* What you have to do
Give the entries below again exactly. Their pictures are not needed.

* Source information
↓↓↓
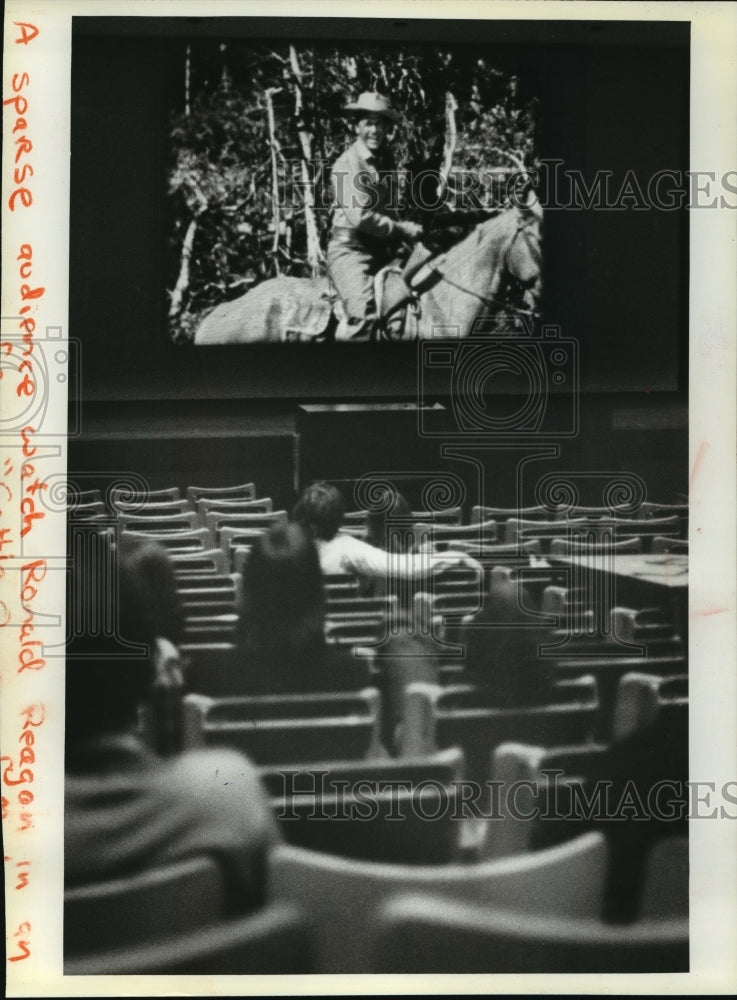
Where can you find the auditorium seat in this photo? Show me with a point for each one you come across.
(641, 625)
(94, 510)
(341, 894)
(75, 496)
(503, 514)
(287, 728)
(209, 594)
(263, 505)
(666, 546)
(168, 521)
(128, 495)
(211, 668)
(232, 539)
(153, 508)
(207, 629)
(195, 563)
(217, 521)
(437, 717)
(429, 533)
(148, 906)
(583, 547)
(665, 882)
(549, 792)
(378, 809)
(541, 530)
(361, 630)
(642, 697)
(340, 583)
(417, 933)
(178, 541)
(610, 668)
(244, 491)
(276, 940)
(356, 605)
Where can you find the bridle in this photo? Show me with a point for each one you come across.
(522, 228)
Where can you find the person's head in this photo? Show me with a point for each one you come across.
(120, 597)
(373, 119)
(389, 526)
(320, 510)
(503, 651)
(283, 604)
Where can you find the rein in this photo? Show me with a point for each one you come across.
(487, 299)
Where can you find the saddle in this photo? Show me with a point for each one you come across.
(395, 287)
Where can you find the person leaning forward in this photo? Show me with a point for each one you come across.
(366, 232)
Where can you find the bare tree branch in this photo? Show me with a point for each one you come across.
(275, 151)
(314, 252)
(451, 138)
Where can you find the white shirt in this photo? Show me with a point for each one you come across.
(347, 554)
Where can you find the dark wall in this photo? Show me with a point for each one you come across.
(614, 97)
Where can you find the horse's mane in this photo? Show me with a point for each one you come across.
(473, 241)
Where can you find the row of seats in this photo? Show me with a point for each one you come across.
(538, 914)
(406, 892)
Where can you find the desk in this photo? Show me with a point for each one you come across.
(633, 581)
(660, 570)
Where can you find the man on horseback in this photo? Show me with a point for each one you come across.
(366, 232)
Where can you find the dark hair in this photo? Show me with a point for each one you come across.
(118, 596)
(378, 523)
(320, 510)
(504, 656)
(282, 610)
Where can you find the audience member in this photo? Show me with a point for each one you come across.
(382, 534)
(320, 510)
(282, 620)
(126, 808)
(503, 652)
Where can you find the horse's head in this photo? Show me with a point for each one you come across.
(523, 257)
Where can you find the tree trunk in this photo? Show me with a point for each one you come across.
(275, 198)
(314, 253)
(451, 137)
(177, 296)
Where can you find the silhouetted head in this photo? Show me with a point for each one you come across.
(503, 652)
(381, 532)
(283, 604)
(120, 597)
(320, 510)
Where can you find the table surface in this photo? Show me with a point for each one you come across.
(664, 570)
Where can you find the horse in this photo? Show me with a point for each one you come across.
(448, 292)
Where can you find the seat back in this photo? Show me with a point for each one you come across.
(339, 892)
(276, 940)
(176, 542)
(663, 545)
(153, 508)
(197, 562)
(155, 522)
(414, 934)
(287, 728)
(435, 718)
(263, 505)
(127, 495)
(665, 881)
(541, 796)
(216, 520)
(244, 491)
(378, 809)
(153, 904)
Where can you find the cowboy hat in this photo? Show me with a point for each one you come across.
(372, 103)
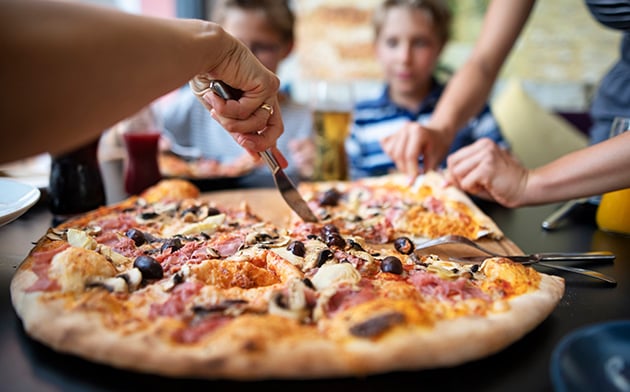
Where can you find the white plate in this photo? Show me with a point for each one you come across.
(15, 199)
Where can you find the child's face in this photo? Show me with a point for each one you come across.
(251, 28)
(408, 50)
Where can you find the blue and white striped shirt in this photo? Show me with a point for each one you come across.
(375, 119)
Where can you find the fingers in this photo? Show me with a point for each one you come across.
(254, 120)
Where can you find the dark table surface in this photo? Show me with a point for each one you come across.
(26, 365)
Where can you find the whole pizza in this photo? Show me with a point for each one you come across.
(174, 283)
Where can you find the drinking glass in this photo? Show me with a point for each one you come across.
(332, 103)
(613, 213)
(141, 135)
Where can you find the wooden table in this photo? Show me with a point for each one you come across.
(26, 365)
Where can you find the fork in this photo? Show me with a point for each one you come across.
(457, 239)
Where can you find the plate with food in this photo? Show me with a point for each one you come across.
(206, 173)
(15, 199)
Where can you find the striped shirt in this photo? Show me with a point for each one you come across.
(613, 94)
(375, 119)
(190, 124)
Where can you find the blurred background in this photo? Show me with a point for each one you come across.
(558, 60)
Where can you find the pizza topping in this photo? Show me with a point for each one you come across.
(80, 239)
(377, 325)
(137, 236)
(73, 267)
(297, 248)
(149, 267)
(392, 264)
(404, 245)
(128, 281)
(330, 197)
(292, 303)
(174, 244)
(329, 275)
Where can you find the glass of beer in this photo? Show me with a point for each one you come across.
(613, 213)
(332, 103)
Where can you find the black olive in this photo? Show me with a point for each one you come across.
(213, 211)
(329, 228)
(335, 239)
(137, 236)
(149, 215)
(392, 264)
(193, 210)
(330, 197)
(149, 267)
(174, 243)
(324, 256)
(404, 245)
(308, 283)
(297, 248)
(355, 245)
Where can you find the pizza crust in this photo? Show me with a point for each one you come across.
(255, 348)
(107, 328)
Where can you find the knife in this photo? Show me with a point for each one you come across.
(602, 256)
(283, 182)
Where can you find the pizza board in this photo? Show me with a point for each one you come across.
(268, 204)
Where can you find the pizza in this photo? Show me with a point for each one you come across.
(173, 282)
(387, 207)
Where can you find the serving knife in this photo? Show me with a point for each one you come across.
(599, 256)
(283, 182)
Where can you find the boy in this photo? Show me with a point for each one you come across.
(409, 38)
(267, 28)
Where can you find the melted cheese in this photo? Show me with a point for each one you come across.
(330, 275)
(73, 267)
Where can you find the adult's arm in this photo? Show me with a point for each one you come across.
(466, 92)
(69, 71)
(488, 171)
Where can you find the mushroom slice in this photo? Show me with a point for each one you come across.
(292, 303)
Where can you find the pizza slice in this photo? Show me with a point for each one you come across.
(382, 208)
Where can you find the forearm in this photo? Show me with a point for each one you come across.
(597, 169)
(468, 90)
(104, 65)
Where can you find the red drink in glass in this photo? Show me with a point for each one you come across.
(141, 167)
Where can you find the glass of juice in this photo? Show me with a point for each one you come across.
(141, 134)
(613, 213)
(332, 104)
(141, 167)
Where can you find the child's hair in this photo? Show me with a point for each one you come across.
(278, 13)
(437, 10)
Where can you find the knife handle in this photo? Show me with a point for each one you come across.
(586, 256)
(225, 91)
(270, 160)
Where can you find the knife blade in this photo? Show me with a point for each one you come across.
(284, 184)
(599, 256)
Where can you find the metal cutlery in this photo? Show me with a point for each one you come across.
(283, 182)
(528, 259)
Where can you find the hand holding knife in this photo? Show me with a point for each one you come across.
(283, 182)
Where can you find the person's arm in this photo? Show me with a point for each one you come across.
(465, 93)
(485, 170)
(69, 71)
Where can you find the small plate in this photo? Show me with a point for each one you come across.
(15, 199)
(594, 358)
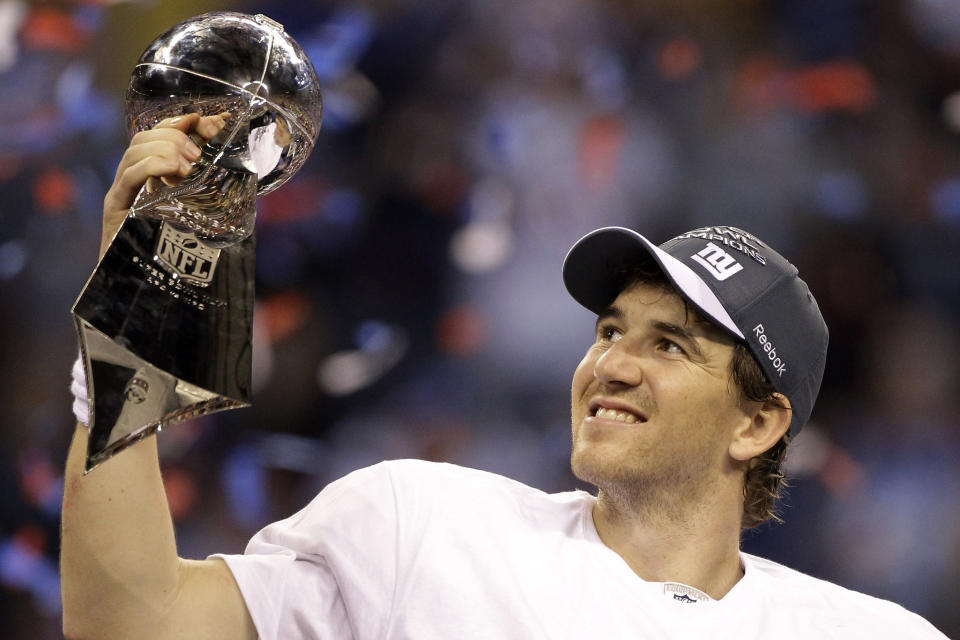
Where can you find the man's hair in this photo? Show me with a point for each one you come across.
(764, 481)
↑↑↑
* Worked solution
Where can you find the auditorium seat in this photo? Show me with a point for each one you come across.
(641, 625)
(94, 510)
(341, 894)
(75, 496)
(503, 514)
(287, 728)
(209, 594)
(263, 505)
(666, 546)
(168, 521)
(128, 495)
(211, 668)
(232, 539)
(153, 508)
(207, 629)
(195, 563)
(217, 521)
(437, 717)
(429, 533)
(148, 906)
(583, 547)
(665, 882)
(549, 792)
(378, 809)
(541, 530)
(361, 630)
(642, 697)
(340, 583)
(417, 933)
(178, 541)
(610, 668)
(244, 491)
(276, 940)
(356, 605)
Where can you find the bridle in this photo? Show me with a point for each one you come across.
(522, 228)
Where can you find the person's head in this photo? Show me with a point for each one you come across.
(120, 597)
(373, 119)
(389, 526)
(320, 510)
(503, 651)
(283, 604)
Where can you find the rein in this photo? Show me with a point for each one you come across.
(487, 299)
Where can you find the saddle in this photo? Show me with a point for each one you come across.
(395, 287)
Where can you find the person leaning forward in this photo? Show me with a point for each one you come across.
(366, 232)
Where can you find the bare tree branch in this photo? Show me with a point for each one you come across.
(275, 151)
(314, 252)
(451, 138)
Where can you find the white shirt in this photo? Show me with a point for each one you come across.
(347, 554)
Where can you find the dark wall in this photo? Show me with a point for each one you come across.
(614, 97)
Where can you find the horse's mane in this photo? Show me with a point for each one you come across.
(473, 241)
Where can you find the row of seats in this photo? Show me with a point for each one you come across.
(538, 914)
(406, 892)
Where can you find the desk in this photo? Show me with a point for each one you come across.
(633, 581)
(660, 570)
Where can you find the man on horseback in this photo? Show me with a point for each one you come across.
(366, 232)
Where can you find the dark hair in this photo? Show me with a point for each one you come across.
(118, 596)
(378, 523)
(320, 510)
(504, 656)
(282, 610)
Where can you find the audience member in this photo? Show me with a point for each one you come across.
(382, 534)
(320, 510)
(282, 620)
(126, 808)
(503, 652)
Where can you find the horse's head in this photo? Show me with a point for each one you come across.
(523, 257)
Where can you find the tree trunk in this photo? Show me with a point for each one you come across.
(275, 198)
(314, 253)
(451, 137)
(177, 296)
Where can you find the silhouetted head in this photo? Show me with a point for each one you come across.
(503, 652)
(381, 532)
(283, 604)
(120, 597)
(320, 510)
Where can you find the table surface in this photo? Show me with a point for each one you come across.
(664, 570)
Where can you find the horse in this photo? Show me with a point for each one you come across.
(448, 292)
Where can you find the seat back in this photo? Show me with a point for each one you come across.
(339, 892)
(276, 940)
(176, 542)
(663, 545)
(153, 508)
(197, 562)
(155, 522)
(414, 934)
(287, 728)
(435, 718)
(263, 505)
(127, 495)
(665, 881)
(541, 796)
(216, 520)
(244, 491)
(378, 809)
(153, 904)
Where can you find the cowboy hat in this photo? Show me with a point for each one you come across.
(372, 103)
Where can you find the white plate in this photo? Show me with a point for each one you come across.
(15, 199)
Where can you find the child's face in this photo? Show me with a point for each one you come across.
(251, 28)
(408, 50)
Where can you find the blue and white striped shirt in this photo? Show me with a point for each one you come across.
(375, 119)
Where can you find the fingers in this photo? Show me with a point for each one you come across.
(254, 120)
Where can you find the dark table surface in this photo? Show me with a point for each one you come across.
(26, 365)
Where can you find the whole pizza in this photo? Show me with a point for each one you come across.
(174, 283)
Where can you find the drinking glass in this photo? Show me with a point for each one you come across.
(332, 103)
(613, 213)
(141, 135)
Where can you find the wooden table in this photo? Show me with a point for each one you come across.
(26, 365)
Where can you find the fork in this photo? Show me with a point for each one you come across.
(457, 239)
Where can you find the plate with food in this photo? Show me with a point for each one you come across.
(206, 173)
(15, 199)
Where can you find the striped shirt in this photo? Show me with a point for each one you come across.
(613, 94)
(375, 119)
(190, 124)
Where can you find the blurred background in this photo? Show me with a point for each one you come across.
(558, 60)
Where can you find the pizza topping in this photo? Show me with a point for each one you come across.
(80, 239)
(377, 325)
(137, 236)
(73, 267)
(297, 248)
(149, 267)
(392, 264)
(404, 245)
(128, 281)
(330, 197)
(292, 303)
(174, 244)
(329, 275)
Where can you find the glass of beer in this photo? Show me with a point for each one you come across.
(613, 213)
(332, 103)
Where can you find the black olive in this photo? Show me with a point for each one you come across.
(213, 211)
(329, 228)
(335, 239)
(137, 236)
(149, 215)
(392, 264)
(193, 210)
(330, 197)
(149, 267)
(174, 243)
(324, 256)
(404, 245)
(308, 283)
(297, 248)
(355, 245)
Where can you find the pizza crust in this photo? Show me with a point for each one you come across.
(255, 348)
(107, 328)
Where can you find the knife in this photo? Show me with a point for each one you come across.
(602, 256)
(283, 182)
Where can you find the pizza board in this photo? Show me with a point for each one you come across.
(268, 204)
Where can you find the pizza in this photo? Show me with a point for each one you come across.
(173, 282)
(387, 207)
Where can you find the serving knife in this photo? Show me with a point for each one you come across.
(599, 256)
(283, 182)
Where can you find the boy in this photo? Show me with a point for each one you come across.
(409, 38)
(267, 28)
Where can you find the melted cheese in this photo? Show me with a point for each one you come across.
(330, 275)
(73, 267)
Where can you find the adult's arm in this photo? Show me with a point for each one you come across.
(466, 92)
(69, 71)
(488, 171)
Where can you find the mushroom slice in this photo? Show me with a point for each one you come across.
(292, 303)
Where can you find the pizza slice in this photo? Show me with a point for each one you come across.
(382, 208)
Where can you find the forearm in this photo? Show me with a point for each one you come across.
(597, 169)
(468, 90)
(104, 65)
Where can you find the red drink in glass in this photo? Show me with a point for each one you come across.
(141, 167)
Where can you find the glass of juice in this photo? Show me with a point for each one you come across.
(141, 134)
(613, 213)
(332, 104)
(141, 167)
Where can you find the child's hair in this photo? Show me with a point for each one you come across.
(278, 13)
(437, 10)
Where can you find the knife handle in this photo? Show me with a point for each one you come across.
(586, 256)
(225, 91)
(270, 160)
Where can you find the knife blade in this photo? Show me with a point for each one you come across.
(284, 184)
(599, 256)
Where can you find the metal cutlery in this photo? Show me with a point for each one you come across.
(283, 182)
(528, 259)
Where can you find the hand holding knife in this photo? Show me with a point for each one you come across.
(283, 182)
Where can you find the person's arm in this photo? Show me with a point for each one you come across.
(465, 93)
(485, 170)
(69, 71)
Where can you find the small plate in this photo? Show me with a point for each one you come across.
(15, 199)
(594, 358)
Where can you find the man's hair in this photo? Show me with a point for each one you come across.
(764, 481)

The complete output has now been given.